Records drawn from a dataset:

++++++++++

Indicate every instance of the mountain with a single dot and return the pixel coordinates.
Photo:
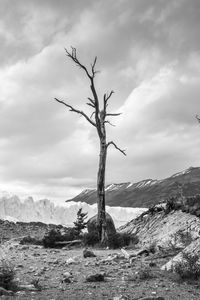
(12, 208)
(146, 192)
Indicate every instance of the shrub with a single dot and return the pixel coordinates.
(53, 236)
(145, 273)
(90, 239)
(119, 240)
(7, 275)
(80, 223)
(189, 267)
(30, 240)
(170, 204)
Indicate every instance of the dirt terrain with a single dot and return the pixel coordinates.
(123, 279)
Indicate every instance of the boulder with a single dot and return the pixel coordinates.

++++++++++

§ Task goal
Once the pictures are set aside, write out each record exactly.

§ Output for this task
Indicate every instance of the mountain with a single dot and return the pixel coordinates.
Photo:
(12, 208)
(146, 192)
Indicate every instance of the shrub with a single dot and return the pixel coordinates.
(53, 236)
(145, 273)
(90, 239)
(119, 240)
(7, 275)
(80, 223)
(189, 267)
(30, 240)
(170, 204)
Indicate every instance of the dirt terrain with a single dot and return the pixel coordinates.
(123, 279)
Indicate every instance of the boulder with a single dot and return the pixel coordinates.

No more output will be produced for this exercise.